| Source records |
● ● ● ● ● ● ●

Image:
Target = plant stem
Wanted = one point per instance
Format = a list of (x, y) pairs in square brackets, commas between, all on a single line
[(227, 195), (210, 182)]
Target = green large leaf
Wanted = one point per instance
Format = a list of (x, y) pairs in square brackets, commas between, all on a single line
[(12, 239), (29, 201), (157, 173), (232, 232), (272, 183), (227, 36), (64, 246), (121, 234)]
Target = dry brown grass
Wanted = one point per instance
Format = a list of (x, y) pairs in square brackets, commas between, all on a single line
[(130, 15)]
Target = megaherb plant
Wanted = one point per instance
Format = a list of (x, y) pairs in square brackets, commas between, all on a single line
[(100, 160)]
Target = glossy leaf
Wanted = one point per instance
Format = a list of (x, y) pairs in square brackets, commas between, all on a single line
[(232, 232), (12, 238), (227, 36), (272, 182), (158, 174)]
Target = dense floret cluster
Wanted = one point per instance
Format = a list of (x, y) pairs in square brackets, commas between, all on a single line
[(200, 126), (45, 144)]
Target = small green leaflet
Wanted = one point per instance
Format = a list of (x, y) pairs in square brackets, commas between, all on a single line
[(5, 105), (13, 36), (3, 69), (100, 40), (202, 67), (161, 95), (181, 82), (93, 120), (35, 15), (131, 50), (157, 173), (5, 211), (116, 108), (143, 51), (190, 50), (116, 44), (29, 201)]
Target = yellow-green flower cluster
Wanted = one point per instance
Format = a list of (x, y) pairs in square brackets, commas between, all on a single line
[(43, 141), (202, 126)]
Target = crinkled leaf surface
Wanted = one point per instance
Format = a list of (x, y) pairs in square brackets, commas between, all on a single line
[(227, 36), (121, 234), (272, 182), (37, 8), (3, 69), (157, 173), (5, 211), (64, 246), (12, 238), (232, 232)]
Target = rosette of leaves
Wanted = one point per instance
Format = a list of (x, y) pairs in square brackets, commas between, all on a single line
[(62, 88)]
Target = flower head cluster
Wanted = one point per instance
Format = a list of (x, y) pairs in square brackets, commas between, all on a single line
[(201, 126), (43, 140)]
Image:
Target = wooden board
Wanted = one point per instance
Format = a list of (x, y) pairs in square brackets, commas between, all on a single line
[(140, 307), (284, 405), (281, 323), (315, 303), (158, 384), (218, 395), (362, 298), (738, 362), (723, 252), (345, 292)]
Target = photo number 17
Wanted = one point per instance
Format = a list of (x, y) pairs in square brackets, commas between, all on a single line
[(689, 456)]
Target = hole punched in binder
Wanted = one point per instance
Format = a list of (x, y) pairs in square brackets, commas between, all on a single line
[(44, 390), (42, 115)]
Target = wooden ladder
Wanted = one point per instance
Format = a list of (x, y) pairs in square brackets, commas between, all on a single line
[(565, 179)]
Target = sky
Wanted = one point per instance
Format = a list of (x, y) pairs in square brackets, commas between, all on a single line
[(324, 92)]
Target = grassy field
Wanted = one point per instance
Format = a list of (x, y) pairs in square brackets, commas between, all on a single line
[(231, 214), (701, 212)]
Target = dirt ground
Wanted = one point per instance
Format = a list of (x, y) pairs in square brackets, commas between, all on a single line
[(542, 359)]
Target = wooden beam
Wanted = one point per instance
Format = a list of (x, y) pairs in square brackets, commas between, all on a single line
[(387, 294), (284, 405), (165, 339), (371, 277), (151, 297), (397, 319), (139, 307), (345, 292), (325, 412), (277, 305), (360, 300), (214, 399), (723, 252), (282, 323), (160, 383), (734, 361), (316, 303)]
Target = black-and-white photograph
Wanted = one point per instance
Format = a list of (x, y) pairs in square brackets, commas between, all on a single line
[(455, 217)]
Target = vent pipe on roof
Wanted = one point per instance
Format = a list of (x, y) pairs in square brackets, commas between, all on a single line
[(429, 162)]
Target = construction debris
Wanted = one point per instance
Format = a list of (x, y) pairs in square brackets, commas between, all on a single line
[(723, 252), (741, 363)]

● ● ● ● ● ● ●

| What you have to do |
Repeat every line of the source records above without any change.

| Task solution |
Image:
Target = plant stem
Wanted = one point per instance
Format = a list of (x, y) pairs in square brackets, commas between, all on a single line
[(227, 195), (210, 182)]
Target = green large leaf
Wanted = one point per instance
Format = a list of (x, y) pairs in square brackets, commas between, all on a single line
[(12, 239), (29, 201), (157, 173), (232, 232), (272, 183), (227, 36), (64, 246), (121, 234)]
Target = dry brown grass
Wanted = one point per instance
Format = a list of (x, y) pairs in square brackets, commas between, all on a single line
[(130, 15)]
Target = megaherb plant
Wanted = one point per instance
Format = a list of (x, y) pairs in square brackets, commas between, all on a single line
[(100, 160)]
Target = glossy leaf
Wanted = one point per instance
Format = a list of (x, y) pairs in square brackets, commas between, all on a single line
[(232, 232), (12, 238), (227, 36), (272, 182), (158, 174)]
Target = dense floret cluster
Wanted = one point per instance
Format = a list of (x, y) pairs in square brackets, commas between, all on a single line
[(200, 126), (45, 144)]
Target = small green leaflet
Wanted = one point per instance
Format = a list of (x, y) pairs in square brackets, commas between, all on a single line
[(5, 105), (13, 36), (3, 69), (100, 40), (202, 67), (161, 95), (181, 82), (93, 120), (35, 15), (131, 50), (157, 173), (5, 211), (116, 108), (143, 51), (190, 50), (116, 44), (29, 201)]
Target = yellow-green flower cluster
Wanted = one point per instance
Format = a list of (x, y) pairs in square brackets, commas between, all on a single line
[(43, 141), (202, 126)]
Target = crinkled leaf surface
Wanted = one point per instance
Format = a list of (x, y) pairs in square brackets, commas between, all on a single line
[(227, 36), (121, 234), (272, 182), (37, 8), (3, 69), (157, 173), (5, 211), (64, 246), (12, 238), (232, 232)]
Target = rosette of leaves
Wanted = one point per instance
Format = a list of (x, y) pairs in square brackets, commas between, all on a single line
[(62, 88)]
Target = flower head cluster
Wanted = one point per instance
Format = a list of (x, y) pairs in square brackets, commas between, all on a single line
[(201, 126), (43, 140)]
Image:
Target = wooden board
Wanted = one point per instance
Format = a list of (x, y) pairs in square brackets, commas between, all on a single line
[(140, 307), (284, 405), (281, 323), (315, 303), (158, 384), (218, 395), (362, 298), (738, 362), (723, 252), (345, 292)]
Target = photo number 17
Wanted = one point per instance
Format = a list of (x, y) pairs in square brackets, commas between, all on a single line
[(689, 456)]
Target = hole punched in binder
Wanted = one point per instance
Format = a list of (x, y) pairs in square brackets, commas between, all on a single line
[(44, 390), (42, 115)]
Target = wooden ladder
Wanted = one point per instance
Format = a list of (x, y) pairs in square brackets, commas between, all on a single line
[(565, 179)]
Target = sky
Wanted = one point per instance
Format = a list of (x, y) pairs in square brackets, commas between, all on a single line
[(324, 92)]
Target = grassy field
Wanted = one point per instance
Format = a list of (x, y) pairs in square brackets, commas between, all on a single line
[(231, 214), (701, 212)]
Target = dirt ground
Wanted = one point per instance
Format = a list of (x, y) pairs in square brackets, commas between, all on a single line
[(542, 359)]
Target = wooden beam
Wanted = one point per instance
Format = a list of (x, y) pairs in square brackets, commas between, all on a single line
[(387, 294), (284, 405), (165, 339), (371, 277), (151, 297), (397, 319), (139, 307), (345, 292), (325, 412), (277, 305), (360, 300), (214, 399), (723, 252), (282, 323), (160, 383), (734, 361), (316, 303)]
Target = black-and-white photograph
Wanted = one point per instance
Format = a list of (x, y) pairs in square brackets, commas between, all on a single line
[(455, 217)]
Target = vent pipe on roof
Wanted = one point per instance
Format = a list of (x, y) pairs in square brackets, commas between, all on a single line
[(429, 162)]
Target = construction debris
Wanted = one point per instance
Format = a list of (x, y) pairs in square brackets, commas between, all on a single line
[(723, 252), (741, 363)]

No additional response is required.